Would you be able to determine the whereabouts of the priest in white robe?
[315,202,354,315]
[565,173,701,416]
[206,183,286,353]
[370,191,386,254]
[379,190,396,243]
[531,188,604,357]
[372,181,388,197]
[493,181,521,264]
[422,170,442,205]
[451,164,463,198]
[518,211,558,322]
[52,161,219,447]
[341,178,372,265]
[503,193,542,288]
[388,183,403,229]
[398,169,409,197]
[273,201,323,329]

-=-=-=-=-

WHAT IS NEEDED
Could you write out all of the lines above, word for word and with every number unchanged?

THE RESPONSE
Would you be able to determine the whereabouts of the priest in white robe?
[315,202,354,315]
[565,173,701,416]
[206,183,286,353]
[370,191,386,254]
[379,190,396,243]
[531,188,604,357]
[372,181,388,197]
[493,181,521,264]
[422,170,442,205]
[451,164,463,198]
[518,211,558,322]
[52,161,219,447]
[341,178,372,265]
[503,193,542,288]
[388,183,403,229]
[398,169,409,197]
[273,201,323,329]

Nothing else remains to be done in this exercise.